Records excerpted from a collection:
=== Section Start ===
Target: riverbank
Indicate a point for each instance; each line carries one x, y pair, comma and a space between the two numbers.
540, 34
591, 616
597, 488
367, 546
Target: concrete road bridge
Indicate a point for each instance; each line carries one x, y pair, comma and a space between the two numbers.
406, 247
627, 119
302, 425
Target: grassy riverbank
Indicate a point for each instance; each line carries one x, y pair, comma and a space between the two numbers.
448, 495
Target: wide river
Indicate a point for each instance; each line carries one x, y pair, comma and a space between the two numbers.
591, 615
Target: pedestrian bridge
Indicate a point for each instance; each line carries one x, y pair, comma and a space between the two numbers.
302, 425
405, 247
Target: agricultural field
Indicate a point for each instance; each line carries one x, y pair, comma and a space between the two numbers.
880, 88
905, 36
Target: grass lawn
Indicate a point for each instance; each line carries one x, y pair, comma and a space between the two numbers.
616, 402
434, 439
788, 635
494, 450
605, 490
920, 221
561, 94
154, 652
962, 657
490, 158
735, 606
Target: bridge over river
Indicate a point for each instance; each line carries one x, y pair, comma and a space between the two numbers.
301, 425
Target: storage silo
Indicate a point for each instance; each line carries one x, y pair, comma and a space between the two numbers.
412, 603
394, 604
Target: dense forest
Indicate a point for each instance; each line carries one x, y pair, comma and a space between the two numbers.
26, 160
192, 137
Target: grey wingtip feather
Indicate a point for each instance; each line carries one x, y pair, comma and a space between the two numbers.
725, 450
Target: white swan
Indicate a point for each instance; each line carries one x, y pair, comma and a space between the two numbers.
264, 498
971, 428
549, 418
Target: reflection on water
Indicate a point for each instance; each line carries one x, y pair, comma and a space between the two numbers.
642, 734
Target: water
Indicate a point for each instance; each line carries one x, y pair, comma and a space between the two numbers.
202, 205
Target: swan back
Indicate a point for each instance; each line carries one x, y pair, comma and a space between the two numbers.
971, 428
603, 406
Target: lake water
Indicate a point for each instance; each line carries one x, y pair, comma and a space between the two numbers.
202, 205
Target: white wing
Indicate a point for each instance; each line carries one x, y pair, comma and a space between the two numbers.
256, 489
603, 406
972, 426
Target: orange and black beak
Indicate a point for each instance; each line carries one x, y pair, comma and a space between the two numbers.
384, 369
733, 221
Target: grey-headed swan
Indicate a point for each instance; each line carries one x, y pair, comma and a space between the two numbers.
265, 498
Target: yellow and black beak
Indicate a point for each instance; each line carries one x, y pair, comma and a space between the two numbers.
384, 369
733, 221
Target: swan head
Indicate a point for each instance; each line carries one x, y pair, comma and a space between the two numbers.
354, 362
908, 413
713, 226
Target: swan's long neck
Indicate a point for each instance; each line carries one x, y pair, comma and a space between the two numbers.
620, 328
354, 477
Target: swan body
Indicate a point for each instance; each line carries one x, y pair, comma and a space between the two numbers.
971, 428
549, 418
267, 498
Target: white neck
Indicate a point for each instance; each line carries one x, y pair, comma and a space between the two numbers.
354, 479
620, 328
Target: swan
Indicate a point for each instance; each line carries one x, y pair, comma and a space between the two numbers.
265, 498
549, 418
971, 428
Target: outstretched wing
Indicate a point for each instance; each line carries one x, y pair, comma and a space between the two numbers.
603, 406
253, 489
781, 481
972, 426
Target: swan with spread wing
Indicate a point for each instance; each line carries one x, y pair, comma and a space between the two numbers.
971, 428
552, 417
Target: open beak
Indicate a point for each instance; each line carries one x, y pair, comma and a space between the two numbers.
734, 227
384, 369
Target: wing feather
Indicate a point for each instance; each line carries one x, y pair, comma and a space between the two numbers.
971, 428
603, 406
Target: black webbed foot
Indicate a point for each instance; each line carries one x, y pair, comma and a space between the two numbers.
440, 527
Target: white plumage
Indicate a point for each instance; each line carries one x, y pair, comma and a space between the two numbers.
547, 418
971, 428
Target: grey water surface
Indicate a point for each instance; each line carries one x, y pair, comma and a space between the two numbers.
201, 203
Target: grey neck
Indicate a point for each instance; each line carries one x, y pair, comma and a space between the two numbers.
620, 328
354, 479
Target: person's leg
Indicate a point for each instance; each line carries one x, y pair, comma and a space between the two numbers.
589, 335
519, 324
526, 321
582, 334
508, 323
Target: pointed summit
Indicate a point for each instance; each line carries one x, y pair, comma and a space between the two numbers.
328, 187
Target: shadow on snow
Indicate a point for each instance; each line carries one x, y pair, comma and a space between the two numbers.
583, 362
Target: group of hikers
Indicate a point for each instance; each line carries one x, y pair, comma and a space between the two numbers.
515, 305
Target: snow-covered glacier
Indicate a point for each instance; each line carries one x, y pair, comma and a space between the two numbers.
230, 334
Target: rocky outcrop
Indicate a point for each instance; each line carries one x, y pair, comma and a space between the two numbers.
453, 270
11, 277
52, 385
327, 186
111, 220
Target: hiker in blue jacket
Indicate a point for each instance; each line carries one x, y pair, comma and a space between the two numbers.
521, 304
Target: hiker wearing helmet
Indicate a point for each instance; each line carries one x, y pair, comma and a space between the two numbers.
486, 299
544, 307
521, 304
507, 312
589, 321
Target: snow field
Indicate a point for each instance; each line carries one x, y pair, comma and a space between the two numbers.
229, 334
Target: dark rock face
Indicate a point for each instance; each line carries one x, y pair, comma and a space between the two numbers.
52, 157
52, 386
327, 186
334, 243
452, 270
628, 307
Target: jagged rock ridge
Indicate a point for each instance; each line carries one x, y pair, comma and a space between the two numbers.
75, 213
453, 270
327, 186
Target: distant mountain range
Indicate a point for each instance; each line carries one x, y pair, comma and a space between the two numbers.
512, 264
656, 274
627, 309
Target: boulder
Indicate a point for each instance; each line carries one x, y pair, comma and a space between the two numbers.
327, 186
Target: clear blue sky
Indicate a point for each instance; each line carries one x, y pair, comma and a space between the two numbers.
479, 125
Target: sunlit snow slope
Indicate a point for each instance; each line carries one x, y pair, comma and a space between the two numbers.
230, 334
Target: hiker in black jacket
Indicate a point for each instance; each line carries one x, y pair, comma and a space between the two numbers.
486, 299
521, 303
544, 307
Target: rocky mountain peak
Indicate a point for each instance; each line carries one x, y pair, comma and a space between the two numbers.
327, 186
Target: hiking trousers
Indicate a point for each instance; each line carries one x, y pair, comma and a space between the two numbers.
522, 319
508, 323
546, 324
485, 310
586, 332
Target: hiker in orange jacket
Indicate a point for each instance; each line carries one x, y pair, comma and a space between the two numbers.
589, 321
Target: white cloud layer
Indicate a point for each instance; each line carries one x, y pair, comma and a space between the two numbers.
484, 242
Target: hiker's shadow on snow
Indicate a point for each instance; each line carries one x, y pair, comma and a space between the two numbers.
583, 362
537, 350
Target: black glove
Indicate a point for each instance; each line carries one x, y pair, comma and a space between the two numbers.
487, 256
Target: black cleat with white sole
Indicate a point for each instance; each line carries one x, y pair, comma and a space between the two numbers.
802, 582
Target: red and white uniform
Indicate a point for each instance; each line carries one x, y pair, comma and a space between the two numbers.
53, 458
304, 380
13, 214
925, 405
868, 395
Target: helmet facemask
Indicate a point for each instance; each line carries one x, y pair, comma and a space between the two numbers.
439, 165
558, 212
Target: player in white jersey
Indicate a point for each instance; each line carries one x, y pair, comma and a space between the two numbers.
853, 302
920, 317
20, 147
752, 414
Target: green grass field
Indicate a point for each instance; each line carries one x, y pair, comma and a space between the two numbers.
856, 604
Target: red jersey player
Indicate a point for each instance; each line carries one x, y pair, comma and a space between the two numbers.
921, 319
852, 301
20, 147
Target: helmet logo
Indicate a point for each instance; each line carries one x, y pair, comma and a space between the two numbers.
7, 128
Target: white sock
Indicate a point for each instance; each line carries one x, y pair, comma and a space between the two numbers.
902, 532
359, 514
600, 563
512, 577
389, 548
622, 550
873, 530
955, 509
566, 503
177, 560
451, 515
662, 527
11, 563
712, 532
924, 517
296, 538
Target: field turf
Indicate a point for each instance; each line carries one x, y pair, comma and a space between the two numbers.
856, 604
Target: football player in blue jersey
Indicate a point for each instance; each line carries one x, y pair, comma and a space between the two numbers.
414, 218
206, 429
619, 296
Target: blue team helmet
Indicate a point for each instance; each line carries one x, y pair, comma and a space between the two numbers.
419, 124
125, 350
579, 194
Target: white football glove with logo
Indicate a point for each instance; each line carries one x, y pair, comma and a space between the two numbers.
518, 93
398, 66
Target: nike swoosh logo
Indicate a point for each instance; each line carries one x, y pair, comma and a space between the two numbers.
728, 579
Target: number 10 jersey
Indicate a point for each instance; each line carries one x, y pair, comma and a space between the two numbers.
=== Section End ===
_Aim of the exercise:_
Pull out every line holding "water" from the records above, and copy it.

_Output for this exercise:_
Target: reflection on water
Target: water
Target: lake water
Target: grey water surface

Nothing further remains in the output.